Às sextas-feiras, o que mais se ouve e vê nas redes sociais, é que sextou. Dizem e escrevem comemorando, mesmo os que trabalham no sábado; é que anteveem o alívio do descanso, a leveza breve de algumas horas livres de ordens patronais inquestionáveis. Sim, o trabalho assalariado é tormento, pois, dá-se sob a ameaça da sobrevivência: ou submetemo-nos a ele, ou não temos as condições materiais necessárias à vida. Mas está convencionado, que o assalariamento é “trabalho livre” – é?

> _Exercício escrito_: Prossiga, por favor, com o trecho sobre o trabalho assalariado, escrevendo a partir da última frase apresentada. Os dados que vêm depois do trecho não têm papel algum aqui.

> _Linhas de dados_:
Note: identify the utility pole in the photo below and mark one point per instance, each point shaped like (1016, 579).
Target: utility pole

...

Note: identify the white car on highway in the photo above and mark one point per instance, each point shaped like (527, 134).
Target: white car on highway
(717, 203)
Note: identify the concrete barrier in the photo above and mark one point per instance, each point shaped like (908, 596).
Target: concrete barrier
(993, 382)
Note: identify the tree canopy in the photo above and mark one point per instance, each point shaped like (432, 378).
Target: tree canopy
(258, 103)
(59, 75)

---

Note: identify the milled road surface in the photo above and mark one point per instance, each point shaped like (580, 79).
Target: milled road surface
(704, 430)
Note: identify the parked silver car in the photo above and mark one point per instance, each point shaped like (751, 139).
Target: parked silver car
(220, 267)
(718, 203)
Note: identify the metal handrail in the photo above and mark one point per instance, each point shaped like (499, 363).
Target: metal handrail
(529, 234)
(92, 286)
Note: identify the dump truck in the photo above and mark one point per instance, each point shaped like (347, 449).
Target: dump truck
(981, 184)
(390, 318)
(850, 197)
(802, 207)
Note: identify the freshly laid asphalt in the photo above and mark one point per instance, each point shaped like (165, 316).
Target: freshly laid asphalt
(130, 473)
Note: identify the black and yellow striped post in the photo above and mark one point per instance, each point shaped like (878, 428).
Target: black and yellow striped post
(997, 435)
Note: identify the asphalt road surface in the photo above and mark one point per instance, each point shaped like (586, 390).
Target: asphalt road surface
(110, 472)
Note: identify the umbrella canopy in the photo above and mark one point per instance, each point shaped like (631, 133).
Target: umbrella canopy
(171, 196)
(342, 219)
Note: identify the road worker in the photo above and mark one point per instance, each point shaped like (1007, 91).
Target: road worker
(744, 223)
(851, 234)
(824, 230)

> _Resposta_:
Na verdade, os que vivem do salário – que é pago com suas atividades produtivas, realizadas antes de o receber –, vivem prenhes e difundindo verdades alheias; que, assimiladas e tomadas como suas, são repetidas no intento de serem afigurados socialmente como bem informados, como quem sabe. Ora, o saber distingue, e o reconhecimento social nos apraz; o contrário envergonha, e o status quo sabe disso. Daí estar em curso o maior e mais eficaz processo político-pedagógico de ignorantização da sociedade; que se desenvolve, não pela negação da informação, mas, pela produção e difusão de informações em quantidade, amplitude e velocidade jamais vistas. Essas informações, acessadas por um consumidor passivo, são assimiladas e difundidas como se, per si, fossem o Conhecimento – e próprio.
Ocorre que a informação, mesmo sendo elemento importante para a elaboração do conhecimento, não é, por si mesma, conhecimento; que, para ser, exige o estudo rigoroso da informação, do fato, da coisa, do fenômeno – ou seja, o conhecimento requer a análise crítica, a contextualização da informação na história, na realidade, suas conexões com outras informações, interesses, com a política, a economia, a cultura etc. Não fosse assim, não careceríamos da Ciência, e nem de Escola.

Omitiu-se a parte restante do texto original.